__What needs to be done__
Identify every line in the data below that contains the word "distant", and copy each of those lines in full.

__Data supplied__

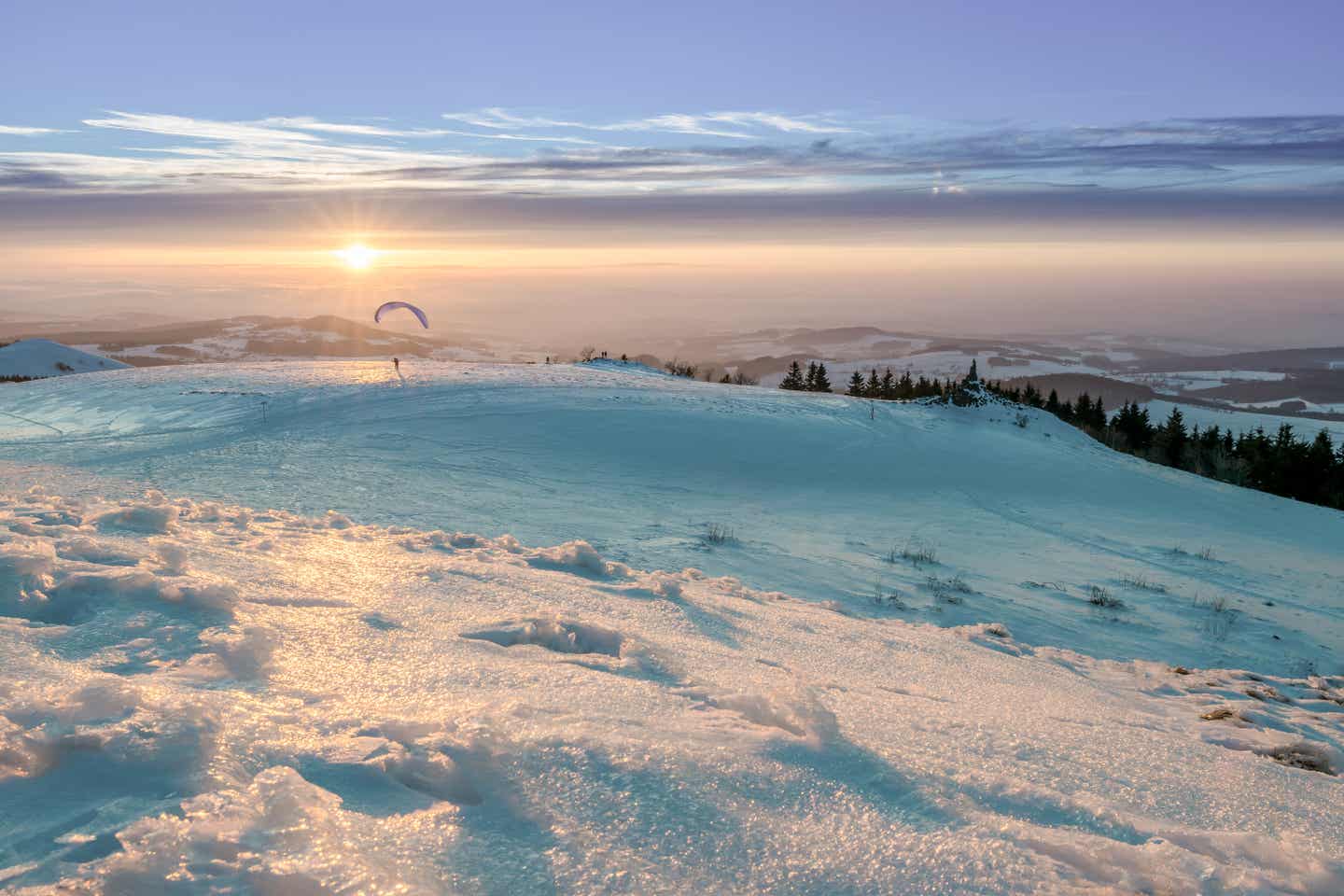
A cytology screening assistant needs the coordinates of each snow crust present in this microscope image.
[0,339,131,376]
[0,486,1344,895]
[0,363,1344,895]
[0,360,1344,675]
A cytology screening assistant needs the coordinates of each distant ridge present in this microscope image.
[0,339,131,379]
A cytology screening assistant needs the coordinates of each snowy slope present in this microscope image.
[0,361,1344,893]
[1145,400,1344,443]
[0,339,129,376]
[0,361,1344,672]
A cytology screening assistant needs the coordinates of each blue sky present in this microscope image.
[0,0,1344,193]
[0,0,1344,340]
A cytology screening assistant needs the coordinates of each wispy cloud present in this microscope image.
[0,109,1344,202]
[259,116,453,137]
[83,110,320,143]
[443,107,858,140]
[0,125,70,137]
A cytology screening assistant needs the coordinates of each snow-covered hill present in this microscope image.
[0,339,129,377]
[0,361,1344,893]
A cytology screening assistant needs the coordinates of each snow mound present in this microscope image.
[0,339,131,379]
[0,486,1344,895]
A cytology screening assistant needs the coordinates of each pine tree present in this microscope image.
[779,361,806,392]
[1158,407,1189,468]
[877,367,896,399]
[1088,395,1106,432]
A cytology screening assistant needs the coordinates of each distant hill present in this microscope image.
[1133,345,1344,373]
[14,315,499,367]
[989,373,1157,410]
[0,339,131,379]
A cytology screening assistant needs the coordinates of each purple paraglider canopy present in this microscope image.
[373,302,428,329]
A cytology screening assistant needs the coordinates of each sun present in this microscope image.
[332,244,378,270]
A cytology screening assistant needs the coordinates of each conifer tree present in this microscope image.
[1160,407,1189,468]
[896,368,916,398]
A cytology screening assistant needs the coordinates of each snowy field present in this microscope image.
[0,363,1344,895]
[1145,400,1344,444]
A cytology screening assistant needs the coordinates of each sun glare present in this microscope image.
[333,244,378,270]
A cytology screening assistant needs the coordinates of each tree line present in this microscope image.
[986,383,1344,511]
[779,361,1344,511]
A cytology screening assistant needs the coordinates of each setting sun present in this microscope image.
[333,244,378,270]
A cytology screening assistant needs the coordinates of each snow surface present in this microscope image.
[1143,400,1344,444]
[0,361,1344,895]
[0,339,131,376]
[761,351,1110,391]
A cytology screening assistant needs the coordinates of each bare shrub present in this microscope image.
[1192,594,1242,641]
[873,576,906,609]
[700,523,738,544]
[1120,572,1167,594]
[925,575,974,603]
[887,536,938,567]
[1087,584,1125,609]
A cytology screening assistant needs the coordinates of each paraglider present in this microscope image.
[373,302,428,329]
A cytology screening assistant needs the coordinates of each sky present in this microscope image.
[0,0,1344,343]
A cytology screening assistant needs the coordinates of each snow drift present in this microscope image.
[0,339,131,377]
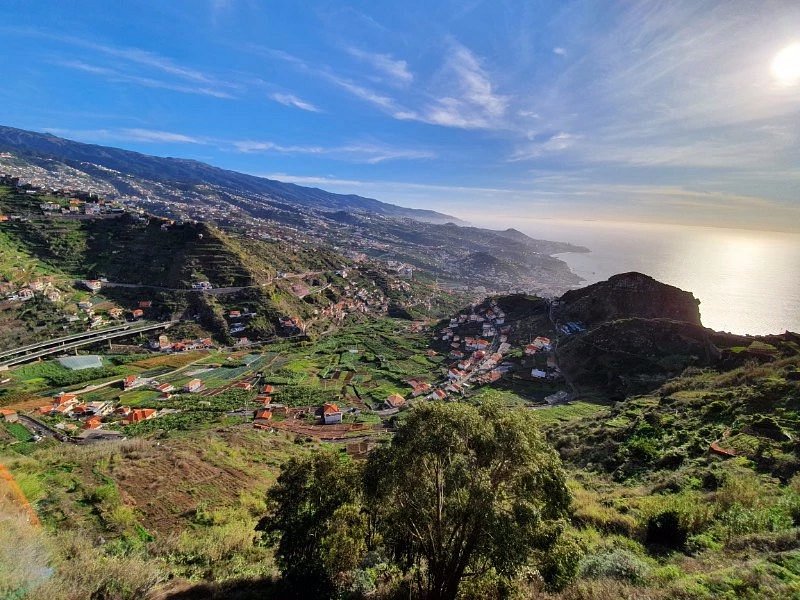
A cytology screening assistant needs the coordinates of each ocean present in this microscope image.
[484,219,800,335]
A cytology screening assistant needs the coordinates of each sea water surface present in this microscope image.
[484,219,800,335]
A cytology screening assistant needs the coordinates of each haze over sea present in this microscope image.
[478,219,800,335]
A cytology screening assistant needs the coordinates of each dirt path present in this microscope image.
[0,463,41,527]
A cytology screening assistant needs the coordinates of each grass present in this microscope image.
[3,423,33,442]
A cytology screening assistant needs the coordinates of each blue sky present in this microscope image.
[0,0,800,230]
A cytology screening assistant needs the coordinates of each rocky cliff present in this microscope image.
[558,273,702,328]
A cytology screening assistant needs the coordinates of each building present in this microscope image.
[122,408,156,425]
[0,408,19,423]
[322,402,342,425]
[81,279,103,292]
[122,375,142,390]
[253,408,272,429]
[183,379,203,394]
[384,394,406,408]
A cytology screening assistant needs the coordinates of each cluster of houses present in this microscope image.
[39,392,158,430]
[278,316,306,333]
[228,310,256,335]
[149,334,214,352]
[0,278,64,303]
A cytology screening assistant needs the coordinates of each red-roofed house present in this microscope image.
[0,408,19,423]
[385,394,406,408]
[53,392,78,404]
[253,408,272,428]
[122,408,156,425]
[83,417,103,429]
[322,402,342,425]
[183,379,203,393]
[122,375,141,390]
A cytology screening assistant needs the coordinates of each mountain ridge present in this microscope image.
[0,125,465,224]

__Solution to this exercise__
A cytology screening assistant needs the coordinates of each distant ridge present in this microscope image.
A cytology screening assistant needs the coordinates of each distant hill present in this microscope image.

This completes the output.